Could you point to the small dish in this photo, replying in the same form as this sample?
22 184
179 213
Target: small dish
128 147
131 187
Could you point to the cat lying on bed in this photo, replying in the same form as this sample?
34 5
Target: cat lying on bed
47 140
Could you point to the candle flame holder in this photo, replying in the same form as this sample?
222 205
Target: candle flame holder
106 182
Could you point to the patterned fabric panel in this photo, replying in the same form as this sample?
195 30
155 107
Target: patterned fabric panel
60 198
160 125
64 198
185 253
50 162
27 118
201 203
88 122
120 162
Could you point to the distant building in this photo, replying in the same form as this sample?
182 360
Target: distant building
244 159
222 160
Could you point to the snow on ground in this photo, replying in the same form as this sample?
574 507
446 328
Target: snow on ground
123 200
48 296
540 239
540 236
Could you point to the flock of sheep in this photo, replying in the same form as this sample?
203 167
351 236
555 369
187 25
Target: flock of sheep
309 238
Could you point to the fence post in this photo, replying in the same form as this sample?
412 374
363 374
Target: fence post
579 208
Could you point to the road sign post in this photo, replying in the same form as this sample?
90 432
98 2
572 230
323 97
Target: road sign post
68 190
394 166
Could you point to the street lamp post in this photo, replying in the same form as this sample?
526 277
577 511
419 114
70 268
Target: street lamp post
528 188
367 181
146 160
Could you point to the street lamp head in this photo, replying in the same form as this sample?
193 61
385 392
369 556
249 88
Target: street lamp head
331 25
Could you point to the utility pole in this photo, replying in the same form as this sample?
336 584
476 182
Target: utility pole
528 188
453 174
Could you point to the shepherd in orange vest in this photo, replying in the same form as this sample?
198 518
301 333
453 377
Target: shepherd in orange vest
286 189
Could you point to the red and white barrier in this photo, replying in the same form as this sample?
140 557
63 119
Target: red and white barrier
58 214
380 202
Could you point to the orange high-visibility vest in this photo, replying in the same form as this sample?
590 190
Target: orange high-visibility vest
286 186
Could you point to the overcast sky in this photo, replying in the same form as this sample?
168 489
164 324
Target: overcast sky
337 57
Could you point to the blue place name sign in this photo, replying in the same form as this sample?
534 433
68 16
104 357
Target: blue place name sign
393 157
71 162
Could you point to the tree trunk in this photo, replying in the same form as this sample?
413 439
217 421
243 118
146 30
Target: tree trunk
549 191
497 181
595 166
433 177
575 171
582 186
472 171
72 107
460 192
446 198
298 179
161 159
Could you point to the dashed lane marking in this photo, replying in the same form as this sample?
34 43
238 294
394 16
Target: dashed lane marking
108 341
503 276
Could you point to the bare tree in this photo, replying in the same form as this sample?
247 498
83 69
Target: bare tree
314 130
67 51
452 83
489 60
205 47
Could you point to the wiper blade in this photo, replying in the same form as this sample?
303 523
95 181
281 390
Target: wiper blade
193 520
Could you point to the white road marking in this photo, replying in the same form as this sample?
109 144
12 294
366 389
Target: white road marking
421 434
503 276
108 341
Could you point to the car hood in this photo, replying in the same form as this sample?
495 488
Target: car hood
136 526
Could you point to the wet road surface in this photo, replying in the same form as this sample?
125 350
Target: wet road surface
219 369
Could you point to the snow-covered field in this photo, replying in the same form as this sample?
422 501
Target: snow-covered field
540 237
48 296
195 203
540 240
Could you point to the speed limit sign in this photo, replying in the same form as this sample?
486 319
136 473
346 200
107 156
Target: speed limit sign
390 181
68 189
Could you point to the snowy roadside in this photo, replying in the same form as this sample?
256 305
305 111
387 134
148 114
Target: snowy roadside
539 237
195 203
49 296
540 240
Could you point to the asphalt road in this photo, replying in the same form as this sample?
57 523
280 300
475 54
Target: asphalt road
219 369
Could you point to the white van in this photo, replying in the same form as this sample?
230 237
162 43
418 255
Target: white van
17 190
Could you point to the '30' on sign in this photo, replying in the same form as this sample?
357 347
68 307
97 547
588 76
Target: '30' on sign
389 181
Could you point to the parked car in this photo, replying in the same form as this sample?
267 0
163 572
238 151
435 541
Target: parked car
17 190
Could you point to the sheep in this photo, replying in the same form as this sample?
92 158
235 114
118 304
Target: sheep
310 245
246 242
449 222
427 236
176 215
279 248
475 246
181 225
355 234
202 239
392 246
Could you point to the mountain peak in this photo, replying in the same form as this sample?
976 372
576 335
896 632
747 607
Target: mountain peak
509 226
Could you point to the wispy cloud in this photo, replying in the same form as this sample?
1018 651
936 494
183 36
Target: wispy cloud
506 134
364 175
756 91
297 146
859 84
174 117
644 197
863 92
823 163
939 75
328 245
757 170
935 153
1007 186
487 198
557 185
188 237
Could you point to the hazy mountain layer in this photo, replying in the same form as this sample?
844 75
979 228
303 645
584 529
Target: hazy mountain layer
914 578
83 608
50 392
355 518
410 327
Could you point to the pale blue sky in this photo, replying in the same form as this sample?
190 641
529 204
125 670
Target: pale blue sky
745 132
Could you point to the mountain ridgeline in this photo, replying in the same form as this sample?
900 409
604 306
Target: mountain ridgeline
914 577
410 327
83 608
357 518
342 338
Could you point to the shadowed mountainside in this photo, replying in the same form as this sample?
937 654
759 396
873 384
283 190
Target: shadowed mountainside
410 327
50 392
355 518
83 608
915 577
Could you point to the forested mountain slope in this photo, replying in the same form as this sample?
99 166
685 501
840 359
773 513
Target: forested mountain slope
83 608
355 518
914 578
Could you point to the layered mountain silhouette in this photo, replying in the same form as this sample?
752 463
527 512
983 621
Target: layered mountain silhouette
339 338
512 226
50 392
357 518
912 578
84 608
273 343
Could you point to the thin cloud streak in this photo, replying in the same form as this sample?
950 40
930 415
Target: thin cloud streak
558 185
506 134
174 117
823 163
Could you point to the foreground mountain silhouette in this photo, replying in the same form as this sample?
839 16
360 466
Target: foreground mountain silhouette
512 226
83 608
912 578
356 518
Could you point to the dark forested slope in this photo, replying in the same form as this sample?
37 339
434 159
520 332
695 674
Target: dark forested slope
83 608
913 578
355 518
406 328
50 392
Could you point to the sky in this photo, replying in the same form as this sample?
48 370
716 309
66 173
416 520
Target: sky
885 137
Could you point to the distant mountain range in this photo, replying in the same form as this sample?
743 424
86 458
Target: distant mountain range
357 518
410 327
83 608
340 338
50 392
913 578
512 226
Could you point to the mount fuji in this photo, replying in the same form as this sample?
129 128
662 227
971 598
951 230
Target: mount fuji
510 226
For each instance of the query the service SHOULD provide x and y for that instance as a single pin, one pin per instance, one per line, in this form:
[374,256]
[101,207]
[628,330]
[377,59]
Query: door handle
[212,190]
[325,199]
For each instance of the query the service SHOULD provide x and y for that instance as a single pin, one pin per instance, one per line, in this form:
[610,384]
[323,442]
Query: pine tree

━━━

Every record, from the first to the last, should be transcribed exactly.

▸ **RESULT FOR THIS TASK**
Could you point to the small dish in this photo, replying in the same form as this sample?
22 184
179 213
Target: small dish
128 147
131 187
Could you point to the cat lying on bed in this photo, replying in the same form as this sample?
34 5
Target: cat lying on bed
47 140
Could you point to the candle flame holder in this photo, replying in the same form as this sample?
222 205
Target: candle flame holder
106 182
Could you point to the patterned fabric panel in this photo, replying in the same form as this sample?
195 30
155 107
Target: patterned fabric panel
60 198
160 125
64 198
185 253
50 162
27 118
201 203
88 122
120 162
Could you point to the distant building in this photo, replying in the same form as this sample?
182 360
Target: distant building
244 159
222 160
Could you point to the snow on ground in this photo, replying in the same form as this sample?
574 507
446 328
Target: snow on ground
123 200
48 296
540 239
540 236
Could you point to the flock of sheep in this photo, replying in the same form as this sample?
203 167
351 236
555 369
187 25
Target: flock of sheep
309 238
Could you point to the fence post in this photo, replying in the same form as this sample?
412 374
363 374
Target: fence post
579 208
Could you point to the road sign post in this photo, replying in the same form as this sample?
90 432
98 2
572 230
323 97
Target: road sign post
68 190
394 166
Could you point to the street lamp post in this photo, replying in the same form as this sample?
526 277
577 511
419 114
70 268
Target: street lamp post
528 188
367 181
146 160
Could you point to the street lamp head in this photo, replying in the same form as this sample?
193 61
385 392
369 556
249 88
Target: street lamp head
331 25
Could you point to the utility pole in this photo, replying in the same form as this sample?
336 584
476 182
Target: utility pole
528 188
453 174
Could you point to the shepherd in orange vest in this photo, replying in the same form as this sample?
198 518
301 333
453 377
Target: shepherd in orange vest
286 189
Could you point to the red and white barrier in this photo, replying in the same form as this sample?
140 557
63 119
Target: red and white barrier
58 214
380 202
Could you point to the orange high-visibility vest in this photo, replying in the same form as this sample?
590 190
Target: orange high-visibility vest
286 186
Could you point to the overcast sky in this photo, replying in the same form as this sample?
168 489
164 324
Target: overcast sky
337 57
Could you point to the blue place name sign in this photo, replying in the same form as this sample?
534 433
68 16
104 357
Target: blue place name sign
393 157
71 162
Could you point to the tree trunk in this photo, replying in the same form as this sample?
413 439
217 421
243 118
146 30
Target: tree trunk
549 191
497 181
595 166
433 177
575 171
582 186
472 171
72 107
460 192
446 198
298 179
161 159
Could you point to the dashed lane marking in this photo, replying in the same form as this sample?
34 43
238 294
394 16
Target: dashed lane marking
108 341
503 276
Could you point to the bare tree in this photo, replying in the same form as this sample?
247 498
83 69
Target: bare tree
314 130
67 51
452 83
489 60
205 47
Could you point to the wiper blade in this photo, replying in the same form as this sample?
303 523
95 181
281 390
Target: wiper blade
193 520
Could you point to the white road marking in this photo, replying in the same form as this sample?
109 144
12 294
366 389
Target: white road marking
421 434
503 276
108 341
Could you point to the car hood in this photo, replying in the same form as this sample?
495 488
Target: car hood
136 526
Could you point to the wet road surface in this photo, replying in the same form as this sample?
125 350
Target: wet road surface
219 369
Could you point to the snow-covered field in this photo, replying in the same form as this sample?
422 501
Target: snow-covered field
540 237
48 296
195 203
540 240
Could you point to the speed limit sign in this photo, replying in the same form as this sample?
486 319
136 473
346 200
107 156
Target: speed limit sign
390 181
68 189
Could you point to the snowy roadside in this photo, replying in the same form as this sample?
256 305
305 111
387 134
148 114
Target: snowy roadside
539 237
195 203
49 296
540 240
Could you point to the asphalt road in this photo, replying in the same form as this sample?
57 523
280 300
475 54
Target: asphalt road
219 369
Could you point to the white van in this photo, replying in the same form as this sample?
230 237
162 43
418 255
Target: white van
17 190
Could you point to the '30' on sign in this photo, replying in the same form as this sample?
357 347
68 307
97 547
588 76
Target: '30' on sign
389 181
Could you point to the parked car in this photo, replying in the same form as this sample?
267 0
163 572
238 151
435 541
Target: parked car
17 190
Could you point to the sheep in this photo, replying in the same form as this sample?
92 158
235 114
118 304
Target: sheep
310 245
246 242
449 222
427 236
176 215
279 248
475 246
181 225
355 234
202 239
392 246
Could you point to the mountain peak in this photo, replying in the same form as this sample?
976 372
576 335
896 632
747 607
Target: mountain peak
509 226
Could you point to the wispy cloud in this photo, replying in the same form as this sample?
1018 651
936 494
183 36
Target: wispy cloud
506 134
364 175
756 91
297 146
859 84
174 117
644 197
863 92
823 163
939 75
328 245
757 170
935 153
1007 186
487 198
557 185
188 237
Could you point to the hazy mountain layer in this photo, replying in the same form as this sample?
844 75
979 228
303 645
584 529
Target: hazy mountain layer
914 578
83 608
50 392
355 518
410 327
Could you point to the pale blue sky in this photo, replying in the same form as this sample?
190 641
529 204
125 670
Target: pale blue sky
745 132
Could you point to the mountain ridgeline in this photo, replying in the same form as this sample?
900 409
604 306
Target: mountain ridgeline
914 577
410 327
83 608
357 518
342 338
Could you point to the shadowed mountainside in this photo, replying in the same form as this sample?
937 654
759 396
873 384
283 190
Target: shadowed mountainside
410 327
50 392
355 518
83 608
915 577
Could you point to the forested mountain slope in this photo, replying in the same form as this sample?
99 166
685 501
840 359
773 513
Target: forested mountain slope
83 608
355 518
914 578
Could you point to the layered mountain silhouette in this photo, replying in the same form as this sample?
752 463
527 512
983 621
Target: layered mountain silhouette
339 338
512 226
50 392
357 518
912 578
84 608
273 343
Could you point to the thin cloud streak in this photo, replying in the same form as this sample?
950 40
930 415
Target: thin cloud streak
558 185
506 134
174 117
823 163
Could you point to the foreground mountain silhouette in this photo, replying in the same form as this sample?
839 16
360 466
Target: foreground mountain silhouette
512 226
83 608
912 578
356 518
Could you point to the dark forested slope in this photo, replying in the same form as this sample?
37 339
434 159
520 332
695 674
Target: dark forested slope
83 608
913 578
355 518
406 328
50 392
Could you point to the sky in this photo, replying in the same form as this sample?
48 370
716 309
66 173
416 520
Target: sky
885 137
Could you point to the distant mountain range in this photo, replying in the same form as this sample?
743 424
86 458
Target: distant mountain range
357 518
410 327
83 608
340 338
50 392
913 578
512 226
Could you point to the mount fuji in this photo, replying in the same form as this sample?
129 128
662 227
971 598
951 230
Target: mount fuji
510 226
For each instance of the query the service SHOULD provide x and y for that instance as a single pin, one pin per instance, one per line, in this form:
[374,256]
[101,207]
[628,330]
[377,59]
Query: door handle
[212,190]
[325,199]
For each instance of the query the service SHOULD provide x and y for that instance as a single pin, one pin per instance, one per line, in this form:
[610,384]
[323,442]
Query: pine tree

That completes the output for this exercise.